Stored data:
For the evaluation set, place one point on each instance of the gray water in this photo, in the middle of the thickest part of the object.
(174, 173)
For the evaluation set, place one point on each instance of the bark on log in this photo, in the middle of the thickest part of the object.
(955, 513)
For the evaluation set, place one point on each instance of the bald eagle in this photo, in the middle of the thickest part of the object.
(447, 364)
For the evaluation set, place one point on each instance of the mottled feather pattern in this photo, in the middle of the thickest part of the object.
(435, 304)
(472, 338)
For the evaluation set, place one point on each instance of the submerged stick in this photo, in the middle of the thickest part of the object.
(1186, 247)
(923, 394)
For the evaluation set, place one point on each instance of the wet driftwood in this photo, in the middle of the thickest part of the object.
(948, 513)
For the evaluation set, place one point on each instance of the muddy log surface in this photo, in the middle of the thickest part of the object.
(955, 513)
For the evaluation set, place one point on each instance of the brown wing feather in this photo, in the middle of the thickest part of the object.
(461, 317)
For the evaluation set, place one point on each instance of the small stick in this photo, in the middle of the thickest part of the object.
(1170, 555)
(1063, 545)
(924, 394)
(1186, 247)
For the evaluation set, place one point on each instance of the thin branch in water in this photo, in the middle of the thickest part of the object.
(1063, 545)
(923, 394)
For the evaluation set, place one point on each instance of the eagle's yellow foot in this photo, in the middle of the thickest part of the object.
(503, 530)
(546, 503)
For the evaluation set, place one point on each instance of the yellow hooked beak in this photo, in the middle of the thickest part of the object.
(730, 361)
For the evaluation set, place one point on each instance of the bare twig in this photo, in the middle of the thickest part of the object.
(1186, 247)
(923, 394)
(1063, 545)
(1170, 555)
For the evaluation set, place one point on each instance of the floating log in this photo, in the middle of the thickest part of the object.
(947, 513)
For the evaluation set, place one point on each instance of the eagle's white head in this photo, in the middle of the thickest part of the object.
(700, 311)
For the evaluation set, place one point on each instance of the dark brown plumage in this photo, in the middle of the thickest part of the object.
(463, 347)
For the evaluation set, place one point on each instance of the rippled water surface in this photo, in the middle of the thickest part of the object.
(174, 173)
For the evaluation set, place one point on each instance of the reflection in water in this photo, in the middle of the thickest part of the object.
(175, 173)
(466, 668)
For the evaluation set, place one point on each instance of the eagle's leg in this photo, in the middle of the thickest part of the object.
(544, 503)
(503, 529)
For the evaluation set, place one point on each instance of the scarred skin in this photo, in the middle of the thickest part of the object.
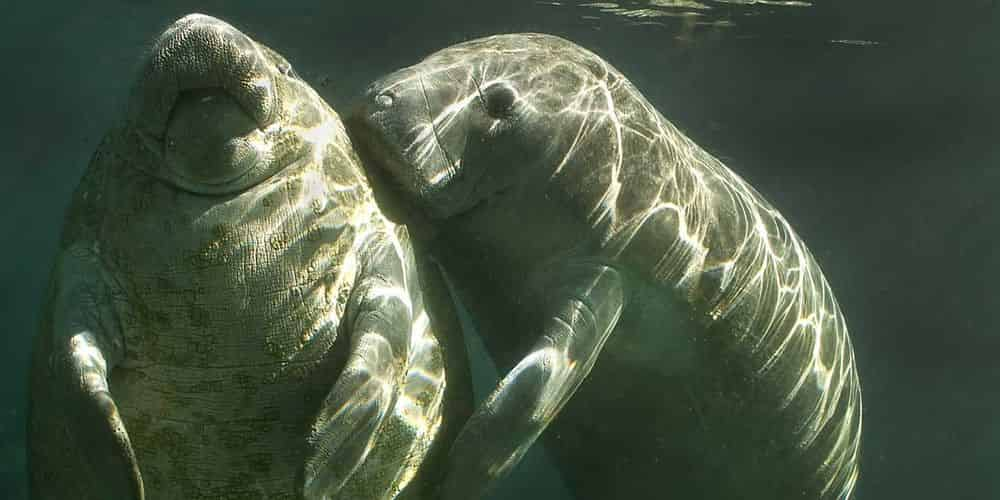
(660, 321)
(230, 315)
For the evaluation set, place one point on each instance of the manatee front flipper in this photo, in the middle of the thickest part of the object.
(78, 445)
(379, 318)
(583, 303)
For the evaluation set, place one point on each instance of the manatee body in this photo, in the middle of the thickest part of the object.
(230, 315)
(655, 313)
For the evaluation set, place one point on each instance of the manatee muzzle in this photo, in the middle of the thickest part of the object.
(204, 96)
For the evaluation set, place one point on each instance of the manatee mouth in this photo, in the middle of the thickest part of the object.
(209, 139)
(205, 104)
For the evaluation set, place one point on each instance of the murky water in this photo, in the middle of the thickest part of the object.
(870, 125)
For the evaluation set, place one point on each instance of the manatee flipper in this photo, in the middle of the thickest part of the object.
(583, 307)
(78, 445)
(379, 317)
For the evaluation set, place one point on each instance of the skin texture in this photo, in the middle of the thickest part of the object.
(658, 318)
(230, 315)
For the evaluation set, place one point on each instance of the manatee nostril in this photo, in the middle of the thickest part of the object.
(384, 100)
(199, 52)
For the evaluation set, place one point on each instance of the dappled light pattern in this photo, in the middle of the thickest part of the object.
(658, 205)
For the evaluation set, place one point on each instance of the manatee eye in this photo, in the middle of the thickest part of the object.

→ **Direction**
All of the material above should be reproduced exactly, except the pictures.

→ **Solved exercise**
For the evaluation set, place one point on each instance of the gray water in this photo, in the middle of the thickest part of the object.
(174, 173)
For the evaluation set, place one point on each instance of the bark on log in this photo, in the middle of the thickest part of the object.
(955, 513)
For the evaluation set, place one point on each instance of the bald eagle in this photo, in the middle of the thickest part of the object.
(447, 364)
For the evaluation set, place one point on each instance of the mottled feather pattern in this photo, in the middle of the thickest part of the object.
(435, 304)
(472, 338)
For the evaluation set, place one point on each instance of the submerged stick in this photo, in the middle of the thickest part of the object.
(1186, 247)
(923, 394)
For the evaluation set, place one point on each instance of the wet driftwood in this photo, in the middle of the thickest part of the object.
(948, 513)
For the evaluation set, place one point on each instance of the muddy log surface in this photo, in the middle of the thickest part of the object.
(955, 513)
For the evaluation set, place one point on each instance of the brown wing feather in this photo, in the middle of the thickest part of the object.
(461, 317)
For the evaluation set, place one point on each instance of the small stick in this photo, in the middle of the thickest part of the object.
(1170, 555)
(1063, 545)
(924, 394)
(1186, 247)
For the evaluation set, place one point on each instance of the thin branch in water in this photo, in the middle of the thickest part of the object.
(1063, 545)
(923, 394)
For the evaluation set, place one point on each instance of the eagle's yellow foot in this photo, in the middle of the thickest part of the object.
(503, 530)
(546, 503)
For the evaluation set, place one point on each instance of the yellow hooked beak in this photo, in the middle of the thickest part of the object.
(730, 361)
For the evaluation set, place one point on each instance of the bare twig in this photo, in the middle of the thickest part of the object.
(1186, 247)
(923, 394)
(1063, 545)
(1170, 555)
For the evaluation set, place one point on each instance of the floating log in this photo, in the middle of the thickest part of the object.
(947, 513)
For the evaluation set, place one point on each instance of the eagle's white head in this photo, in the middle of the thickest part of the object.
(700, 311)
For the evaluation set, place one point on each instance of the dark brown plumage in this photo, in the middle of the thickest part of the object.
(463, 347)
For the evaluation set, place one point on each instance of the rippled water surface in this photo, in the middle of the thickest part of the object.
(174, 173)
For the evaluation set, place one point on each instance of the reflection in water in this photo, in the middle of the thickest part of the object.
(175, 173)
(466, 668)
For the evaluation set, place one point on each instance of the eagle's leg in this photo, in the middle of the thickest part of the object.
(544, 503)
(503, 529)
For the evaluation set, place one point on each instance of the scarred skin in this photo, in the middle of the thickest part of the object.
(660, 321)
(230, 315)
For the evaluation set, place one point on each instance of the manatee front flipper in this photo, in the middle of the thickest part of the object.
(78, 445)
(379, 318)
(583, 303)
For the evaluation set, place one point on each instance of the manatee body in this photo, in the middle of the thickest part of the object.
(230, 315)
(655, 313)
For the evaluation set, place one point on each instance of the manatee muzzle in this photo, in the middle of the thickest part of the object.
(204, 96)
For the evaluation set, place one point on each instance of the manatee mouth in this photo, in the middle of the thickest part of the object.
(209, 139)
(205, 104)
For the evaluation set, place one point on each instance of the murky water in this photo, in the middle of the thickest part of the object.
(870, 125)
For the evaluation set, place one point on each instance of the manatee flipper in this photo, in the middle of the thickest part of the object.
(583, 307)
(78, 445)
(379, 317)
For the evaluation set, place one point on each instance of the skin texture in this photo, in the middle of the thickest part of the object.
(658, 318)
(230, 315)
For the evaluation set, place one point on each instance of the manatee nostril in this photo, in the middle of the thickest part of the object.
(384, 100)
(199, 52)
For the evaluation set, place one point on each instance of the dappled light pattern in this photo, in the middle of the thickest part of the object.
(658, 205)
For the evaluation set, place one point on each instance of the manatee eye in this photo, in the middle of the thickest part of the object.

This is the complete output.